TASK REQUIREMENTS >>
- A) Copy out the part of the liver transplant passage starting with "Day 7 and day" and going on through "with Wilcoxon ranksum.".
- B) List the title of every figure in the liver transplant passage.

Serum lipid expression correlates with function and regeneration following living donor liver transplantation

Abstract

Following living donor liver transplantation (LDLT; and unlike deceased donor liver transplantation [DDLT]), the liver must rapidly regenerate, and sometimes segmental graft dysfunction (SGD) is observed. Hepatic regeneration requires substantial de novo lipid synthesis, and we previously reported that expression of lipid-related genes is dysregulated in LDLT. Here, we compare serum lipid measurements in 41 LDLT recipients and 43 DDLT recipients at baseline and at serial posttransplant time points. In addition, we examined whether serum lipid/apolipoprotein (apo) levels correlate with the degree of liver regeneration (measured using percent volume increase [%VI] at 3 months) or SGD in LDLT recipients. In contrast to DDLT, lipid levels declined early after LDLT but returned to baseline by 30 days. The odds ratio (OR) for achieving robust regeneration (>90 %VI) was 2.53 (95% confidence interval [CI], 1.15-5.52) for every 1 mg/dL increase in serum apoE at 30 days. The OR of SGD for every year increase in donor age was 1.19 (95% CI, 1.02-1.39), and 0.61 for every 1 mg/dL increase in serum high-density lipoprotein cholesterol at 7 days (95% CI, 0.34-1.11). No associations were detected between preoperative serum lipids/apos in LDLT donors and SGD or %VI in recipients. In conclusion, we suggest that initiation of regeneration prevents the liver from participating fully in lipid transport and metabolism. Inability to meet systemic metabolic needs may result in compromised liver function and SGD. Certain serum lipid concentrations correlate with extent of liver regeneration and function.

Trial registration: ClinicalTrials.gov NCT00096733.

© 2015 American Association for the Study of Liver Diseases.

Figures

Figure 1. Absolute serum lipid levels for DDLT and LDLT recipients

Serum lipid levels are shown as Tukey plots for each of the 5 measured timepoints in DDLT and LDLT recipients. Significant differences between the groups are noted with an asterisk; however, for visual simplification we have not included notation for significant differences within each group (example: LDLT day 0 vs. LDLT day 1). Abbreviations: cLDL = calculated low density lipoprotein.

Figure 2. Relative lipid levels for DDLT and LDLT recipients

Serum lipid levels are shown relative to post-transplant day 1 using Tukey plots for each of the 5 measured timepoints in DDLT and LDLT recipients. Significant differences between the groups are noted with an asterisk; however, for visual simplification we have not included notation for significant differences within each group (example: LDLT day 0 vs. LDLT day 1). Abbreviations: cLDL = calculated low density lipoprotein.

Figure 3. Differences in serum lipid levels for recipients with SGD

Day 7 and day 14 levels of apoA-I and HDL were significantly lower in patients with SGD. Data are displayed with Tukey plots and comparisons were performed with Wilcoxon ranksum.

SUPPLIED MATERIAL >>
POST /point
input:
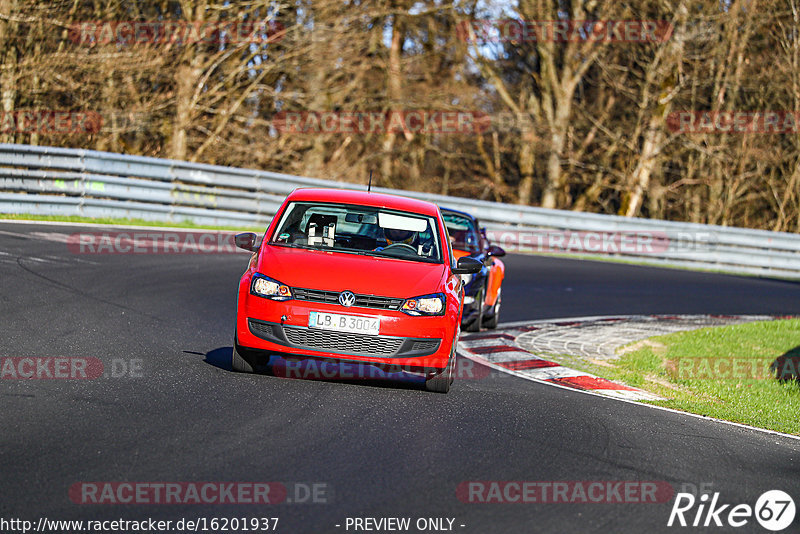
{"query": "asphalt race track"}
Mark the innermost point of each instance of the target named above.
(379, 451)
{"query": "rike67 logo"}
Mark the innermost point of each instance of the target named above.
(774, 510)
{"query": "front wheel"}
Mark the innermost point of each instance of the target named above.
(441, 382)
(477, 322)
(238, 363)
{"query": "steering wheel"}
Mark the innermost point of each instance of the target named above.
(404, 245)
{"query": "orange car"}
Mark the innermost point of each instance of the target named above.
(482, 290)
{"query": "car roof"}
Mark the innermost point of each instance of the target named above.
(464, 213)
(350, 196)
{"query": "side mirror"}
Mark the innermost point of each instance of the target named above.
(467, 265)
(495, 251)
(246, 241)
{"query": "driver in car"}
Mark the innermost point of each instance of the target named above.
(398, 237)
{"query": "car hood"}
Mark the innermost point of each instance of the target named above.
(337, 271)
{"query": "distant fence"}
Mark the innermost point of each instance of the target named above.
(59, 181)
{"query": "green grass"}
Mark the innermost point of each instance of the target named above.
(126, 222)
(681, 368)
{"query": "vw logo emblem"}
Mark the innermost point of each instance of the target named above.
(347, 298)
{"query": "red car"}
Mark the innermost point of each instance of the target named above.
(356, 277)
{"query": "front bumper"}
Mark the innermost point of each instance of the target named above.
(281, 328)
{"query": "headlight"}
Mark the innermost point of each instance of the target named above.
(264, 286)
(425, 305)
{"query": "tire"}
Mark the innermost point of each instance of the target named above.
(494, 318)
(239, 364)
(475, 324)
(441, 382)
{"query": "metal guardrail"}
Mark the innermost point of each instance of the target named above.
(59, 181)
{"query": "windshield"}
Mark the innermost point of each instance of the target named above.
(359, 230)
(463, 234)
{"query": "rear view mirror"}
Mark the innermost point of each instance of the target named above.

==

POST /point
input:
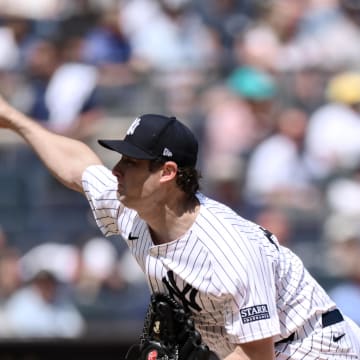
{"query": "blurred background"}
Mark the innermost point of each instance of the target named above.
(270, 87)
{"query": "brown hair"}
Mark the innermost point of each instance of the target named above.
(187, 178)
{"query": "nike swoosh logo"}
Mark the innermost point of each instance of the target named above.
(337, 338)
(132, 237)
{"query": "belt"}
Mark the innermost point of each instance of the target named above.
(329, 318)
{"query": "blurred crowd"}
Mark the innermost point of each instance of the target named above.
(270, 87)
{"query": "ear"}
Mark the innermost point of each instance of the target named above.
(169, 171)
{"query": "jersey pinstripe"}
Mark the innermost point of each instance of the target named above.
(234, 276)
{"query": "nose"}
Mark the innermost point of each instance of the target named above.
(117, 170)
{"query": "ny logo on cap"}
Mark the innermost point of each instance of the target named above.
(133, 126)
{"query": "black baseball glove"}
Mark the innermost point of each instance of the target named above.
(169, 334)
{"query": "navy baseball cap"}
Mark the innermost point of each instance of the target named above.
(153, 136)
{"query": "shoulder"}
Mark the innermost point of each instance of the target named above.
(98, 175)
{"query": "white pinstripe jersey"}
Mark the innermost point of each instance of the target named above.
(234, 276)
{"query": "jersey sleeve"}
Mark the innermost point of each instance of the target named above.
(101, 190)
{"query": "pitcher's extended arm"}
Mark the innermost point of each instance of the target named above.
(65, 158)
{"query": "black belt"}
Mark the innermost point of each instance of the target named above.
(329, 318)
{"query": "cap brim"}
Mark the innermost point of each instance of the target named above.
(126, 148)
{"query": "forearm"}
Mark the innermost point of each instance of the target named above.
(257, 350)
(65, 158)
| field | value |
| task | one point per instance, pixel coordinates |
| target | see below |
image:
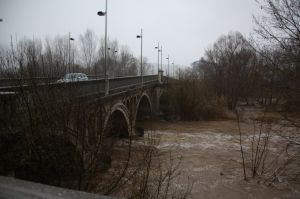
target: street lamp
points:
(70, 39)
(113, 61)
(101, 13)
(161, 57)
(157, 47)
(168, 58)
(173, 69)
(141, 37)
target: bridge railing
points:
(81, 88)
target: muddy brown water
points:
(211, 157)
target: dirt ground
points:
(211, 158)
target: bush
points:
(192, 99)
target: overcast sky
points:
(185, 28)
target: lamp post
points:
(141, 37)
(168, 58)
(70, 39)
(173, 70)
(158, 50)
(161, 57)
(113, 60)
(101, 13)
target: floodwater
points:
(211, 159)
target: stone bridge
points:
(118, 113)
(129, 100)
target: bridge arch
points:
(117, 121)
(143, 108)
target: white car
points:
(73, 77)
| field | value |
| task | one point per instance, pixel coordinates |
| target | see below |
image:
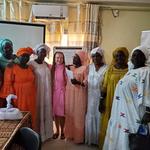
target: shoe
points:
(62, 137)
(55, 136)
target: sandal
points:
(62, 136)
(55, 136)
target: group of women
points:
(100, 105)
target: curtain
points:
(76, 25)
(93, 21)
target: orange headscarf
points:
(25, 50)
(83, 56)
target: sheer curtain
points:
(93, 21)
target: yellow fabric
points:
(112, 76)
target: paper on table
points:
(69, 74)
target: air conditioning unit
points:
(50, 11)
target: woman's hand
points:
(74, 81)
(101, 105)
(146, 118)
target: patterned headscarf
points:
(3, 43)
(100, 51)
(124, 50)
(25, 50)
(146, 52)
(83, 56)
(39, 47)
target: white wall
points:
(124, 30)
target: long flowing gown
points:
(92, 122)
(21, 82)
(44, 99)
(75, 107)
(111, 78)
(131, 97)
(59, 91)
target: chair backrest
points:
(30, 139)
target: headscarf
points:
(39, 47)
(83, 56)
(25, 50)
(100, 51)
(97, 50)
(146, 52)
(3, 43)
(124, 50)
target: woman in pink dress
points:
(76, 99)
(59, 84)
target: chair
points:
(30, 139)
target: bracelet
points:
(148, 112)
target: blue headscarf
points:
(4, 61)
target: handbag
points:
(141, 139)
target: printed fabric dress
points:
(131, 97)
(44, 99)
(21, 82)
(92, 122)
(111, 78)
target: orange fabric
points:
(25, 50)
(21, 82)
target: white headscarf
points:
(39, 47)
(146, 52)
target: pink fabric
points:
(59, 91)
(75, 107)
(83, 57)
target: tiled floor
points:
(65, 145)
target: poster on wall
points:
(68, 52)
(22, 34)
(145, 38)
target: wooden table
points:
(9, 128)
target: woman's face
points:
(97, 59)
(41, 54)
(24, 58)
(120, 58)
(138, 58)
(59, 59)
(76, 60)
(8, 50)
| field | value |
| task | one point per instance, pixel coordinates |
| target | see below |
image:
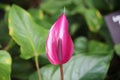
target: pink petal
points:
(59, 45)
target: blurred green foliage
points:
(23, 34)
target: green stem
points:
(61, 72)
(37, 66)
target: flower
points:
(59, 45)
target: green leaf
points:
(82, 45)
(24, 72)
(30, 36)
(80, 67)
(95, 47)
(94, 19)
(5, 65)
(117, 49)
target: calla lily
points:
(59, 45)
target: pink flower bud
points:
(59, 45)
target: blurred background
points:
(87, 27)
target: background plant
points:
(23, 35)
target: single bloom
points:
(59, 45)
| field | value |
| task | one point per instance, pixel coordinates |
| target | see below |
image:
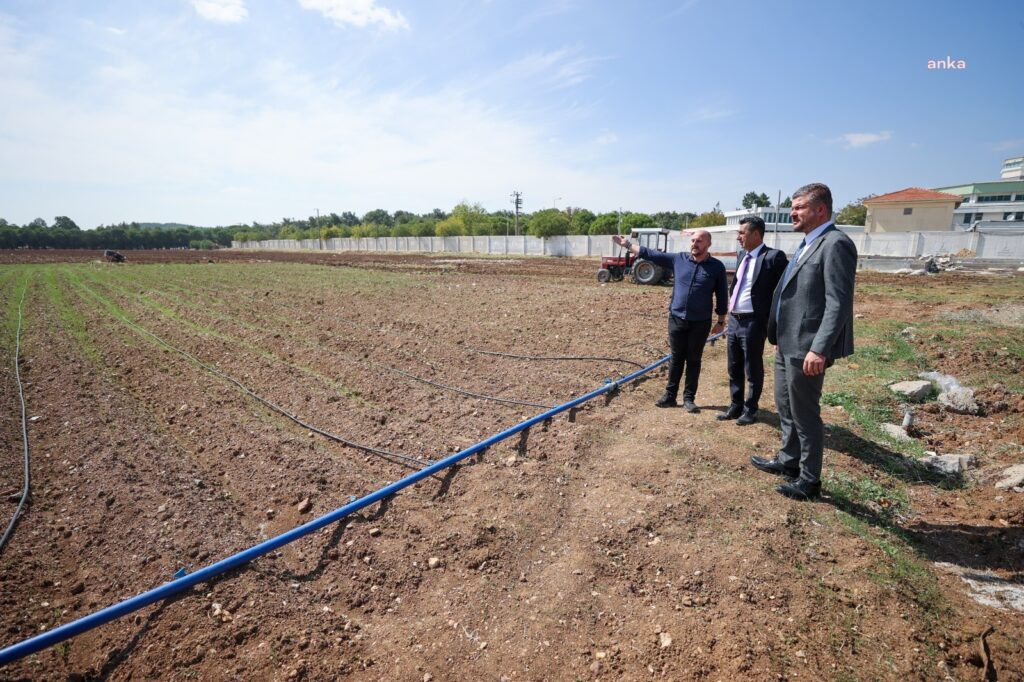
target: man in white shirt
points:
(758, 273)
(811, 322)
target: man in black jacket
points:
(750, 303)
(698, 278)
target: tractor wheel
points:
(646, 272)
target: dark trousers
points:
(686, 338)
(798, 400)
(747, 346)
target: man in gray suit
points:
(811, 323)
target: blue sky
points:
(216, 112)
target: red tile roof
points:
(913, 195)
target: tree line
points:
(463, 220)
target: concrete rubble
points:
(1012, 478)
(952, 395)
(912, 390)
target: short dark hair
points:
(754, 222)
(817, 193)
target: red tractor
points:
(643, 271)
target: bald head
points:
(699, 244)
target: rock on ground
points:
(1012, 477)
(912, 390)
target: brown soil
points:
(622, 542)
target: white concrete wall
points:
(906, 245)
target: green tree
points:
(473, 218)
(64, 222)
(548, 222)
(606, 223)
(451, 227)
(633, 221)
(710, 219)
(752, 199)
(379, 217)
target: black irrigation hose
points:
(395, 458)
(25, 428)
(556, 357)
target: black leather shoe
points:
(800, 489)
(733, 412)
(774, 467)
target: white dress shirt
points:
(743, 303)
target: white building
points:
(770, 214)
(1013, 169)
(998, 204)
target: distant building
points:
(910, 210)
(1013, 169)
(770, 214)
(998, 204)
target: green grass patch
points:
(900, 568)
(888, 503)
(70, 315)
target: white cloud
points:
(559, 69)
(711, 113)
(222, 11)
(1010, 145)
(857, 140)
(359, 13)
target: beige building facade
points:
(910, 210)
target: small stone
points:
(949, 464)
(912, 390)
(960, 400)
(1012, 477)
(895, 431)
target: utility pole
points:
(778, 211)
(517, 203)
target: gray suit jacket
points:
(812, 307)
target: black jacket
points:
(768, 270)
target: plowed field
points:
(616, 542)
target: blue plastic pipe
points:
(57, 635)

...

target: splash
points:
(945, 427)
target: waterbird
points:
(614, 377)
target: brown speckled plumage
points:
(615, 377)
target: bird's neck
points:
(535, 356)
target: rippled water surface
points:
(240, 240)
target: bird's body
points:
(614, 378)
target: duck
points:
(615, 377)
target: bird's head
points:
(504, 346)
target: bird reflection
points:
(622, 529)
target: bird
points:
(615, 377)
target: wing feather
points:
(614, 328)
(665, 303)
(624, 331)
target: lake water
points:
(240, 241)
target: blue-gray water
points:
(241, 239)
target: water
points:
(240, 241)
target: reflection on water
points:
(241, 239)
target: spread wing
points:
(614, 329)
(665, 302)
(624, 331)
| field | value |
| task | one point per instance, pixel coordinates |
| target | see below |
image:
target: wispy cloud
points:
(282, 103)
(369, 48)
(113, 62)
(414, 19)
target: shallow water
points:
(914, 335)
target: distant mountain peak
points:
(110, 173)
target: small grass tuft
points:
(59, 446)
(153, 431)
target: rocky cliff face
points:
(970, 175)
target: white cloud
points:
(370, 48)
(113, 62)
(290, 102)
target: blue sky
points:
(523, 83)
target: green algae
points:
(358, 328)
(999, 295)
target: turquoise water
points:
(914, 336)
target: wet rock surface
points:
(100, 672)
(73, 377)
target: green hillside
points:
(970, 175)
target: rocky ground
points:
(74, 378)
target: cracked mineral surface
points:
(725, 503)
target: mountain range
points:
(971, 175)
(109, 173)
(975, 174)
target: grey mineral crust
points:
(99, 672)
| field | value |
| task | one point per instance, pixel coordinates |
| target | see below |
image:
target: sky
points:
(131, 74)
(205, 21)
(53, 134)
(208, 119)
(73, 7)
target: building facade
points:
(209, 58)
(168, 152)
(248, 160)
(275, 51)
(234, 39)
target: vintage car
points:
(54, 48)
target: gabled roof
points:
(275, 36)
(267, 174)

RESPONSES BY ITEM NUMBER >>
- A)
Day 7 and day 14 levels of apoA-I and HDL were significantly lower in patients with SGD. Data are displayed with Tukey plots and comparisons were performed with Wilcoxon ranksum.

- B)
Figure 1. Absolute serum lipid levels for DDLT and LDLT recipients
Figure 2. Relative lipid levels for DDLT and LDLT recipients
Figure 3. Differences in serum lipid levels for recipients with SGD